Restate the data word for word and leave the images out.

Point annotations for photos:
------------------------------------

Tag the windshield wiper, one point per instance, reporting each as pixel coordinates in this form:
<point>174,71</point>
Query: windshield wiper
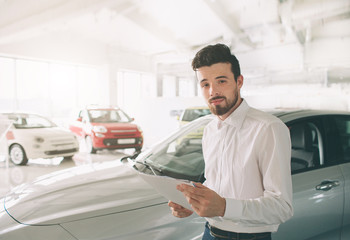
<point>149,166</point>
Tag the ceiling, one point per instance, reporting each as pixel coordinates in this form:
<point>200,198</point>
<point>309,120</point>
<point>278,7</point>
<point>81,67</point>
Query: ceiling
<point>170,31</point>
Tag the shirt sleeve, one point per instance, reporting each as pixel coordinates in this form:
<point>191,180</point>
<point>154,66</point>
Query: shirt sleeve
<point>275,206</point>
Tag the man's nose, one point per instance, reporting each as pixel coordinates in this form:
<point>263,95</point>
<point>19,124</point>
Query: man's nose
<point>213,91</point>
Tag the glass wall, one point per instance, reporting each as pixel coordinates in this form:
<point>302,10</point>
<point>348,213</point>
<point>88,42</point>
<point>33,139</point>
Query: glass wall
<point>52,89</point>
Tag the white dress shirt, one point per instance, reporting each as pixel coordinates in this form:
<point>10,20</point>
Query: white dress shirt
<point>247,161</point>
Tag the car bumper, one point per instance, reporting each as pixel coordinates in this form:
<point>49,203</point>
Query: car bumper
<point>117,143</point>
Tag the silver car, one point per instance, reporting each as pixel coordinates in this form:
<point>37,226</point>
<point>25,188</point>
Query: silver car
<point>111,201</point>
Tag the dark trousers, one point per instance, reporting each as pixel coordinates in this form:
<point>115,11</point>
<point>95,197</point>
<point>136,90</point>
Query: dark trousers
<point>211,233</point>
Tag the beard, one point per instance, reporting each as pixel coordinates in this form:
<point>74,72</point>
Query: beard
<point>221,110</point>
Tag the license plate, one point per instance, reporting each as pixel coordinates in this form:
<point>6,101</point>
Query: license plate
<point>126,141</point>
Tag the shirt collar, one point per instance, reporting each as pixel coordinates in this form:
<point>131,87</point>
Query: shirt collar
<point>236,118</point>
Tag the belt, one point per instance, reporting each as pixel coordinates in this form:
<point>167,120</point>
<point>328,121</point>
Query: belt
<point>216,232</point>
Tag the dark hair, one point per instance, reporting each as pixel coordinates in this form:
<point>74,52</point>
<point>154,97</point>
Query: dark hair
<point>218,53</point>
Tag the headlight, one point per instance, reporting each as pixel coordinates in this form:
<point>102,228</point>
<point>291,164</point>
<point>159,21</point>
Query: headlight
<point>39,139</point>
<point>99,129</point>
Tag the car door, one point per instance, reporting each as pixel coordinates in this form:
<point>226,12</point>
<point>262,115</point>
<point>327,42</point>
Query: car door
<point>318,184</point>
<point>341,127</point>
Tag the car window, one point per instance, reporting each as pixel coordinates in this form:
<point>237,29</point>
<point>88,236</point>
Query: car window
<point>108,116</point>
<point>30,121</point>
<point>192,114</point>
<point>307,145</point>
<point>342,128</point>
<point>181,156</point>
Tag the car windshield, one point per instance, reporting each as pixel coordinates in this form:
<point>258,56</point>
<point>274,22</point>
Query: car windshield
<point>108,116</point>
<point>192,114</point>
<point>179,156</point>
<point>21,121</point>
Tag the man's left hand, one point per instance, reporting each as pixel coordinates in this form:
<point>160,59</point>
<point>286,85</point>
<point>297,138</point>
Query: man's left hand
<point>204,201</point>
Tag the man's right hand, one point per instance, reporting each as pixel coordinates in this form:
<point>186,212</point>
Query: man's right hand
<point>178,210</point>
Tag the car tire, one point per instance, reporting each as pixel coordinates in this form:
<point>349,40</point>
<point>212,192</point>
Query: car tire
<point>18,155</point>
<point>138,149</point>
<point>68,157</point>
<point>89,146</point>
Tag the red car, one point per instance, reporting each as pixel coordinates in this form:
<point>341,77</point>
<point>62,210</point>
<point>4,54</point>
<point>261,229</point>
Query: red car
<point>107,128</point>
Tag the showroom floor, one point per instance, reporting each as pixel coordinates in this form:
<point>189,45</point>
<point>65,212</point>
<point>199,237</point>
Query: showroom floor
<point>12,175</point>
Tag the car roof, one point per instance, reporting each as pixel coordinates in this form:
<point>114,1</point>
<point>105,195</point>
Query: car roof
<point>197,107</point>
<point>289,115</point>
<point>102,108</point>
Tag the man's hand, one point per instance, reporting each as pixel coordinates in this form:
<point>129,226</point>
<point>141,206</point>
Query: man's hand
<point>178,210</point>
<point>204,201</point>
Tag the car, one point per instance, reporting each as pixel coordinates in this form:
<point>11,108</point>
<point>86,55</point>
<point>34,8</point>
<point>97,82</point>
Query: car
<point>192,113</point>
<point>107,128</point>
<point>110,200</point>
<point>34,136</point>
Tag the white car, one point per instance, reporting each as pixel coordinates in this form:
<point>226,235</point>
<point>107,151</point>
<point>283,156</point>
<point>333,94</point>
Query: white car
<point>111,201</point>
<point>33,136</point>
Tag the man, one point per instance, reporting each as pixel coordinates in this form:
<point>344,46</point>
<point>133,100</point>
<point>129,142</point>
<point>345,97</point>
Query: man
<point>248,187</point>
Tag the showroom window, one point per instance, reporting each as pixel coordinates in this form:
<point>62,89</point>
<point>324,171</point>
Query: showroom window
<point>169,86</point>
<point>7,84</point>
<point>32,86</point>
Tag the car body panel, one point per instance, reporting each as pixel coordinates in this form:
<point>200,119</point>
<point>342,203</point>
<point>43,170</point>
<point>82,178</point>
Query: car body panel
<point>118,135</point>
<point>51,199</point>
<point>323,210</point>
<point>40,141</point>
<point>58,142</point>
<point>345,168</point>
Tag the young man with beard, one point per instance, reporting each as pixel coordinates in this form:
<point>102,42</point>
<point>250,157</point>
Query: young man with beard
<point>248,187</point>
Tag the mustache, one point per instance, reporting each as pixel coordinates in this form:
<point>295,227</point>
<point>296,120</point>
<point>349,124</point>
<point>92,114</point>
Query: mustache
<point>216,98</point>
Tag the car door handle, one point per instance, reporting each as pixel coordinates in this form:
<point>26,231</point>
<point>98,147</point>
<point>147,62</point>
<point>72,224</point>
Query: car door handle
<point>327,185</point>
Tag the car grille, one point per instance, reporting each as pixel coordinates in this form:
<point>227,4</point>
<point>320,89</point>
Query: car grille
<point>114,142</point>
<point>55,152</point>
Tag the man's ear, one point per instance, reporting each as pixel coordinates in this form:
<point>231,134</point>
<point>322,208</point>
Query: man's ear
<point>240,81</point>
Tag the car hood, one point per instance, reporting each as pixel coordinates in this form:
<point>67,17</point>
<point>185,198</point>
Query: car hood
<point>79,193</point>
<point>57,132</point>
<point>119,126</point>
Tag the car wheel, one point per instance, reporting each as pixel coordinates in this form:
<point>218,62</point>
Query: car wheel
<point>18,155</point>
<point>89,147</point>
<point>68,157</point>
<point>138,149</point>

------------------------------------

- **Final result**
Tag the windshield wiper, one point per instance, reporting each as pixel coordinates in this form:
<point>174,71</point>
Query: windshield wiper
<point>149,166</point>
Tag the ceiling, one point per instance, reporting each as pixel coordinates in this form:
<point>200,198</point>
<point>309,120</point>
<point>278,7</point>
<point>81,67</point>
Query: ceiling
<point>170,31</point>
Tag the shirt sleeve, one point per instance, reporting each as pixel coordinates in this form:
<point>191,180</point>
<point>154,66</point>
Query: shirt sleeve
<point>275,206</point>
Tag the man's nose, one point per instance, reporting each as pixel coordinates in this form:
<point>263,95</point>
<point>19,124</point>
Query: man's nose
<point>213,91</point>
Tag the glass wall, one point per instance, reporting each as pixel coordinates in this form:
<point>302,10</point>
<point>348,213</point>
<point>88,42</point>
<point>33,139</point>
Query: glass wall
<point>52,89</point>
Tag the white dress shirt, one point per instance, reporting each as pixel coordinates in this form:
<point>10,20</point>
Query: white dress shirt
<point>247,161</point>
Tag the car bumper, one point per instance, reporting each as pixel coordinates in this form:
<point>49,203</point>
Query: car bumper
<point>117,143</point>
Tag the silver car, one point per instance, reporting each as pixel coordinates in this form:
<point>37,226</point>
<point>25,188</point>
Query: silver car
<point>111,201</point>
Tag the dark trousers, one point per instance, reporting each as pixel coordinates in this form:
<point>115,11</point>
<point>95,197</point>
<point>136,90</point>
Query: dark trousers
<point>211,233</point>
Tag the beard, one point per instance, reporting each as pixel coordinates in this form:
<point>74,72</point>
Query: beard
<point>221,110</point>
Tag the license plate, one point per instance, reporting each as pixel coordinates in this form:
<point>6,101</point>
Query: license plate
<point>126,141</point>
Tag the shirt collar, one point per instance, reporting each as pixel coordinates in this form:
<point>131,87</point>
Query: shirt collar
<point>236,118</point>
Tag the belt, one point per instance, reporting each as pixel coordinates in this form:
<point>167,120</point>
<point>328,121</point>
Query: belt
<point>216,232</point>
Tag the dark hair, one point per instance, reporting each as pixel coordinates in this form:
<point>74,52</point>
<point>154,97</point>
Query: dark hair
<point>218,53</point>
Tag the headlight, one point per instance, reporting each as pixel coordinates in this form:
<point>102,228</point>
<point>291,164</point>
<point>159,21</point>
Query: headlight
<point>39,139</point>
<point>99,129</point>
Tag the car door, one point per instance, reporting each as pixel coordinates in this form:
<point>226,12</point>
<point>262,115</point>
<point>327,42</point>
Query: car door
<point>318,184</point>
<point>341,127</point>
Tag the car window, one point per instance, reporting each as pixel coordinates in this form:
<point>237,29</point>
<point>88,236</point>
Query: car window
<point>108,116</point>
<point>30,121</point>
<point>192,114</point>
<point>307,145</point>
<point>342,128</point>
<point>181,156</point>
Tag the car windshield, one point per instance, reporting each as pixel coordinates in this form:
<point>258,56</point>
<point>274,22</point>
Query: car windshield
<point>108,116</point>
<point>192,114</point>
<point>179,156</point>
<point>21,121</point>
Tag the man's left hand, one point per instance, reporting each as pixel coordinates in this form:
<point>160,59</point>
<point>286,85</point>
<point>297,138</point>
Query: man's left hand
<point>204,201</point>
Tag the man's right hand, one point per instance, reporting each as pixel coordinates in this form:
<point>186,212</point>
Query: man's right hand
<point>178,210</point>
Tag the car tire, one point per instance, reporting each as pixel coordinates in this form:
<point>349,40</point>
<point>212,192</point>
Query: car tire
<point>18,155</point>
<point>138,149</point>
<point>68,157</point>
<point>89,146</point>
Tag the red car, one point per instance, reporting each as pixel coordinates in this form:
<point>341,77</point>
<point>62,210</point>
<point>4,54</point>
<point>261,229</point>
Query: red car
<point>107,128</point>
Tag the showroom floor, one point per instance, reporting each as pixel coordinates in this form:
<point>189,45</point>
<point>65,212</point>
<point>199,237</point>
Query: showroom floor
<point>12,175</point>
Tag the car roof, one point per instance, reporting each as pixel coordinates in this form:
<point>114,1</point>
<point>105,195</point>
Query: car roof
<point>197,107</point>
<point>289,115</point>
<point>102,108</point>
Tag the man's hand, one point per instance, reporting each as pixel coordinates in this form:
<point>129,226</point>
<point>141,206</point>
Query: man's hand
<point>178,210</point>
<point>204,201</point>
Tag the car, one point per instance, reporting each as pixel coordinates in this form:
<point>11,108</point>
<point>86,55</point>
<point>34,8</point>
<point>97,82</point>
Query: car
<point>192,113</point>
<point>107,128</point>
<point>110,200</point>
<point>34,136</point>
Tag the white car, one point per instance, reporting each as pixel coordinates in this form:
<point>226,235</point>
<point>107,151</point>
<point>283,156</point>
<point>333,94</point>
Query: white car
<point>111,201</point>
<point>33,136</point>
Tag the man, one point per instance, reporting each as pixel coordinates in this form:
<point>344,46</point>
<point>133,100</point>
<point>129,142</point>
<point>345,97</point>
Query: man
<point>248,187</point>
Tag the showroom window, one point per instance, reporting each as pixel coordinates in this form:
<point>62,89</point>
<point>324,171</point>
Query: showroom window
<point>169,86</point>
<point>7,84</point>
<point>32,86</point>
Tag the car body panel, one point per instance, reporting each as pixel coordinates in this form:
<point>200,119</point>
<point>342,203</point>
<point>43,170</point>
<point>82,178</point>
Query: car body panel
<point>118,135</point>
<point>51,199</point>
<point>323,210</point>
<point>40,141</point>
<point>58,142</point>
<point>345,168</point>
Tag the young man with beard, one point per instance, reporting each as pixel coordinates in this form:
<point>102,42</point>
<point>250,157</point>
Query: young man with beard
<point>248,187</point>
Tag the mustache, one point per instance, reporting each as pixel coordinates in this form:
<point>295,227</point>
<point>296,120</point>
<point>349,124</point>
<point>92,114</point>
Query: mustache
<point>216,98</point>
Tag the car door handle, one point per instance, reporting each as pixel coordinates in this form:
<point>26,231</point>
<point>98,147</point>
<point>147,62</point>
<point>72,224</point>
Query: car door handle
<point>327,185</point>
Tag the car grille, one point per instance, reporting each as pixel coordinates in this form:
<point>227,4</point>
<point>320,89</point>
Query: car grille
<point>114,142</point>
<point>55,152</point>
Tag the man's ear, one point per instance, reporting each as pixel coordinates in this form:
<point>231,134</point>
<point>322,208</point>
Query: man's ear
<point>240,81</point>
Tag the car hood, one point per instance, reporting each as pixel coordinates in this form:
<point>67,17</point>
<point>185,198</point>
Query: car hood
<point>79,193</point>
<point>57,132</point>
<point>119,126</point>
Tag the car wheel, one point per instance, reporting each as pixel coordinates in this form:
<point>218,62</point>
Query: car wheel
<point>18,155</point>
<point>89,147</point>
<point>68,157</point>
<point>138,149</point>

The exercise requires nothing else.